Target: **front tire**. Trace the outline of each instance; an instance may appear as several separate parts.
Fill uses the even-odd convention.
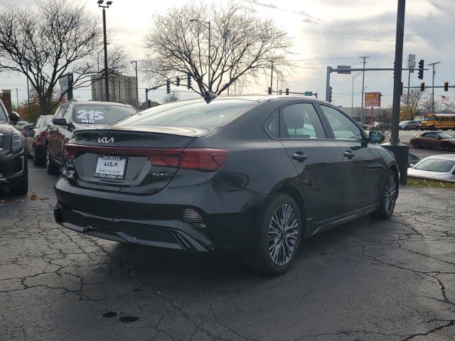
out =
[[[289,195],[274,196],[259,222],[259,240],[244,254],[246,265],[267,276],[284,274],[300,246],[301,218],[296,202]]]
[[[398,177],[393,170],[389,169],[381,190],[380,206],[370,213],[371,217],[383,220],[392,217],[397,196]]]
[[[46,170],[48,172],[48,174],[57,174],[57,172],[58,172],[58,167],[54,165],[52,163],[52,160],[50,160],[49,148],[46,148]]]

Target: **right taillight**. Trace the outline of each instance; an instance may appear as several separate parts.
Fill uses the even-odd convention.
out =
[[[221,168],[228,153],[225,149],[213,148],[184,149],[180,168],[214,172]]]

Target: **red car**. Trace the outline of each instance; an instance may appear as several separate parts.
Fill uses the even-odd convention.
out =
[[[46,130],[53,117],[53,115],[40,116],[32,130],[26,136],[27,153],[33,158],[35,166],[43,164],[46,158]]]

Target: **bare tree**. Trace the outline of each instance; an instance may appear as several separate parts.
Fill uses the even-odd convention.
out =
[[[238,79],[255,77],[269,69],[272,60],[278,70],[288,65],[285,55],[291,41],[272,19],[232,4],[220,10],[213,7],[190,3],[155,17],[146,37],[143,65],[149,78],[161,82],[190,73],[196,81],[193,91],[219,94]]]
[[[73,89],[102,77],[95,60],[102,36],[99,21],[75,1],[36,0],[36,5],[1,10],[0,70],[25,75],[36,91],[41,112],[49,113],[66,92],[53,100],[63,75],[74,73]],[[109,72],[118,72],[124,58],[122,48],[115,50],[120,57],[110,58]]]

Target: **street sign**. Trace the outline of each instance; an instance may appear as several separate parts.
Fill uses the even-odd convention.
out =
[[[350,75],[350,65],[338,65],[336,67],[336,68],[338,69],[338,71],[337,71],[337,73],[342,74],[342,75]],[[340,69],[349,69],[349,70],[339,71]]]
[[[380,92],[365,92],[365,107],[380,107],[381,93]]]

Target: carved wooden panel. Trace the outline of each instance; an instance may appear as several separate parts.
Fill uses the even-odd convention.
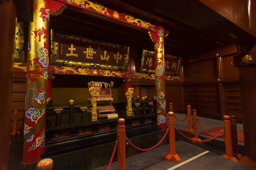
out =
[[[242,119],[242,106],[240,88],[239,83],[227,83],[225,85],[227,114],[236,116]]]

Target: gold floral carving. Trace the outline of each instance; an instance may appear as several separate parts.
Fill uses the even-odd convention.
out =
[[[242,62],[247,63],[253,60],[253,57],[251,55],[246,55],[242,58]]]
[[[116,11],[114,11],[113,12],[113,17],[116,18],[119,18],[119,14],[118,12]]]
[[[183,80],[183,79],[182,78],[180,78],[178,76],[166,76],[165,78],[166,80],[174,81],[176,79],[178,79],[179,80]]]
[[[132,108],[131,107],[131,98],[133,96],[134,88],[129,88],[125,93],[126,99],[127,99],[127,106],[126,106],[126,115],[128,116],[132,116]]]
[[[15,62],[14,67],[20,68],[24,70],[24,72],[26,71],[27,67],[23,67],[21,66],[21,64],[22,64],[22,62]]]
[[[84,0],[72,0],[72,1],[76,0],[77,1],[84,1]],[[88,8],[89,7],[92,7],[93,9],[94,9],[95,11],[99,12],[103,14],[105,14],[105,12],[107,11],[108,8],[101,6],[100,5],[97,4],[97,3],[92,3],[91,1],[89,1],[88,0],[86,0],[86,1],[88,2],[90,4],[86,4],[85,6],[85,8]],[[79,4],[78,4],[79,5]]]
[[[136,19],[133,17],[129,15],[125,15],[125,17],[128,23],[136,23],[138,26],[140,26],[140,24],[141,24],[141,26],[145,28],[148,28],[149,26],[155,27],[156,26],[151,24],[150,23],[147,23],[139,19]]]
[[[53,109],[53,111],[54,111],[55,112],[56,112],[56,113],[59,113],[63,110],[63,109],[62,108],[59,108],[59,109]]]
[[[87,107],[80,107],[80,108],[79,108],[82,111],[85,111],[85,110],[86,110],[86,109],[88,108]]]
[[[89,94],[91,96],[91,102],[93,105],[92,109],[92,121],[96,121],[98,119],[98,114],[97,114],[97,98],[99,97],[99,94],[96,89],[93,87],[91,87],[89,89]]]
[[[55,70],[57,70],[58,71],[61,71],[61,72],[63,72],[63,73],[67,73],[67,71],[71,71],[74,72],[74,74],[81,74],[81,75],[88,75],[90,74],[90,72],[85,70],[85,69],[83,69],[81,68],[79,68],[78,69],[78,71],[77,71],[76,70],[75,70],[72,68],[69,68],[67,67],[64,67],[64,68],[63,68],[62,70],[56,67],[55,67],[54,68],[55,69]]]

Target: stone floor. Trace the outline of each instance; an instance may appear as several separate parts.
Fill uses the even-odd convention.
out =
[[[169,146],[162,147],[127,158],[125,160],[127,170],[253,170],[238,162],[209,152],[182,141],[175,142],[176,153],[181,162],[177,164],[165,160],[165,153],[168,152]],[[203,154],[204,154],[203,155]],[[200,156],[200,155],[202,155]],[[105,170],[107,165],[96,169]],[[110,170],[117,170],[117,162],[111,164]]]
[[[178,117],[178,119],[183,119],[186,115],[184,114],[175,113],[176,116]],[[210,119],[207,118],[199,117],[200,122],[202,124],[202,126],[206,130],[208,130],[215,128],[216,126],[223,126],[223,121]],[[187,122],[185,121],[184,122],[180,122],[175,120],[175,121],[176,127],[180,129],[181,132],[186,136],[189,137],[192,137],[193,134],[191,133],[185,132],[184,130],[187,126]],[[238,125],[238,129],[241,129],[241,125]],[[200,132],[201,130],[201,128],[198,127],[198,131]],[[151,133],[147,134],[144,135],[142,135],[138,136],[136,136],[134,138],[131,138],[131,142],[135,146],[137,146],[140,148],[143,149],[146,149],[149,147],[152,147],[155,145],[160,140],[162,139],[163,135],[164,135],[165,131],[158,131],[154,132]],[[205,140],[205,139],[208,139],[209,138],[209,136],[205,136],[203,135],[199,134],[201,135],[200,138],[202,140]],[[10,147],[10,154],[9,154],[9,169],[10,170],[35,170],[35,166],[37,162],[35,162],[32,164],[24,164],[22,162],[22,141],[23,141],[23,135],[22,134],[20,135],[18,135],[16,137],[11,136],[11,140],[12,142],[12,144]],[[175,141],[179,141],[177,143],[176,147],[177,149],[177,153],[180,154],[180,156],[183,156],[183,160],[185,160],[186,158],[186,155],[182,155],[183,152],[182,151],[182,147],[183,147],[180,145],[182,144],[184,144],[184,147],[187,146],[185,144],[187,143],[188,144],[194,145],[192,146],[196,146],[197,147],[200,147],[201,149],[201,150],[198,149],[198,147],[195,147],[192,149],[191,150],[195,150],[196,148],[197,150],[198,149],[198,153],[200,152],[200,150],[203,151],[203,150],[209,150],[211,153],[207,153],[206,154],[205,156],[207,156],[210,158],[213,156],[214,158],[216,155],[221,156],[225,153],[225,145],[224,142],[222,140],[219,140],[220,139],[217,140],[214,140],[211,142],[207,142],[206,143],[203,144],[198,144],[198,143],[192,143],[190,140],[188,140],[184,138],[181,135],[178,133],[177,132],[175,132]],[[154,151],[158,152],[157,149],[161,148],[161,147],[164,146],[165,147],[167,147],[169,142],[168,138],[166,136],[166,138],[163,141],[163,142],[156,149],[152,150],[151,151],[147,152],[147,153],[142,153],[142,152],[138,151],[131,146],[127,147],[126,149],[126,157],[127,158],[127,162],[129,162],[129,160],[137,160],[138,157],[136,156],[140,156],[143,155],[147,156],[150,154],[150,152]],[[181,144],[182,145],[182,144]],[[53,170],[94,170],[96,168],[98,168],[101,167],[103,167],[108,164],[110,157],[111,156],[113,150],[114,148],[114,143],[111,143],[105,144],[104,145],[97,146],[96,147],[90,147],[89,148],[85,149],[84,150],[73,152],[68,153],[66,153],[63,155],[60,155],[56,156],[54,156],[50,158],[52,159],[54,162],[54,166],[52,169]],[[189,147],[188,146],[188,147]],[[164,152],[167,152],[168,149],[164,149]],[[179,153],[178,152],[181,152]],[[244,154],[244,152],[243,150],[243,146],[239,145],[239,151],[242,154]],[[185,152],[185,151],[184,151]],[[190,151],[189,151],[190,152]],[[191,151],[192,152],[192,151]],[[198,151],[196,151],[198,152]],[[195,154],[198,153],[198,152],[195,152]],[[113,164],[111,165],[111,167],[114,167],[115,162],[117,160],[117,151],[116,152],[113,161]],[[181,153],[183,153],[181,154]],[[164,153],[162,153],[163,154]],[[161,153],[161,154],[162,154]],[[152,153],[154,154],[154,153]],[[212,156],[212,154],[214,154]],[[142,155],[144,154],[144,155]],[[157,156],[154,156],[154,158],[157,157]],[[133,158],[133,159],[129,159],[129,158]],[[188,158],[188,157],[187,157]],[[200,159],[198,158],[198,160],[201,160],[204,162],[204,161],[205,157],[202,157]],[[222,158],[222,157],[221,157]],[[161,159],[164,159],[163,158]],[[222,159],[222,158],[221,158]],[[202,160],[201,159],[203,159]],[[219,159],[219,158],[212,158],[213,160],[216,160],[218,161],[223,161]],[[163,162],[163,159],[161,161]],[[219,159],[220,160],[219,161]],[[132,162],[133,161],[131,161]],[[135,161],[133,161],[135,162]],[[148,160],[148,162],[151,162],[151,160]],[[164,161],[165,162],[165,161]],[[191,164],[193,162],[191,162],[189,164]],[[215,164],[215,162],[211,162],[212,164]],[[141,164],[140,162],[137,162],[137,164]],[[189,164],[189,163],[188,163]],[[205,167],[201,167],[202,168],[197,169],[208,169],[208,167],[207,166],[211,166],[209,164],[203,164],[205,165]],[[112,167],[112,166],[113,166]],[[161,167],[160,165],[158,164],[157,166]],[[169,166],[169,165],[168,165]],[[186,167],[185,165],[183,167]],[[187,165],[186,165],[187,166]],[[191,167],[193,167],[193,165],[190,165]],[[233,166],[233,165],[232,165]],[[238,165],[237,165],[238,166]],[[154,167],[155,167],[154,166]],[[181,168],[179,167],[177,168],[177,169]],[[128,168],[128,167],[127,167]],[[169,167],[167,167],[167,169]],[[145,167],[141,167],[142,169],[137,169],[134,168],[133,170],[139,170],[139,169],[145,169]],[[143,169],[144,168],[144,169]],[[244,167],[242,167],[244,168]],[[188,168],[189,169],[189,168]],[[157,170],[157,169],[155,169]],[[217,168],[215,169],[219,169],[218,168]],[[226,169],[230,169],[227,168]]]
[[[183,120],[186,117],[186,115],[185,114],[179,113],[175,113],[175,116],[177,117],[177,118],[179,120]],[[209,129],[212,129],[217,126],[223,127],[223,121],[218,120],[212,119],[211,119],[205,118],[204,117],[198,116],[198,118],[200,121],[200,123],[202,125],[202,126],[204,128],[207,130]],[[179,122],[176,119],[175,119],[175,124],[176,127],[178,129],[183,130],[185,130],[185,129],[188,128],[188,122],[187,119],[184,122]],[[198,124],[198,136],[204,137],[206,138],[211,138],[212,137],[209,136],[208,136],[204,135],[199,133],[199,132],[201,132],[203,131],[203,129],[201,128],[199,124]],[[238,130],[243,130],[243,125],[239,124],[238,123],[236,124],[236,128]],[[224,141],[224,139],[221,138],[216,138],[216,140]],[[244,143],[238,142],[238,144],[240,145],[244,146]]]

+++

Task directions: Copy out the lines from the one containing "Target: **bare tree**." through the one containing "[[[380,92],[365,92],[365,107],[380,107],[381,93]]]", inclusive, reproducing each line character for character.

Full answer:
Target: **bare tree**. Trace the outline of each instance; an instance may appear as several separate parts.
Fill uses the even-odd convention.
out =
[[[238,79],[255,77],[269,69],[272,60],[278,70],[288,65],[285,55],[291,41],[272,19],[232,4],[220,10],[213,7],[190,3],[155,17],[146,37],[143,65],[149,78],[161,82],[190,73],[196,81],[193,91],[219,94]]]
[[[73,89],[102,77],[95,60],[102,36],[99,21],[75,1],[36,0],[36,5],[1,10],[0,70],[25,75],[36,91],[41,112],[49,113],[66,92],[53,100],[63,75],[74,73]],[[109,72],[118,72],[124,58],[122,48],[115,50],[120,57],[110,58]]]

Target: **street sign**. Trace the outline of each instance; an instance may appear as several separate parts.
Fill uses the even-odd convention.
out =
[[[350,75],[350,65],[338,65],[336,67],[336,68],[338,69],[338,71],[337,71],[337,73],[342,74],[342,75]],[[340,69],[349,69],[349,70],[339,71]]]
[[[380,92],[365,92],[365,107],[380,107],[381,93]]]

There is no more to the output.